§ PROBLEM
The data beneath this task is to be duplicated exactly, in its entirety.

§ RECORD EXTRACTS
◇ ◇ ◇ ◇ ◇
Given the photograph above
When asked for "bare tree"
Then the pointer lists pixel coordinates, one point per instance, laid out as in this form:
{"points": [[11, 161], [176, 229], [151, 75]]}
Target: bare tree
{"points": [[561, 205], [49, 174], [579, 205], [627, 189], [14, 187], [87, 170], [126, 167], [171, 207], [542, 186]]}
◇ ◇ ◇ ◇ ◇
§ SOLUTION TO THIS EXERCISE
Given the photograph above
When asked for "bare tree"
Then the pointer lists pixel coordinates, one point per instance, laid out as in this form:
{"points": [[11, 161], [176, 229], [151, 75]]}
Target: bare tree
{"points": [[561, 205], [49, 174], [579, 205], [627, 189], [14, 187], [87, 170], [126, 167], [171, 207], [542, 186]]}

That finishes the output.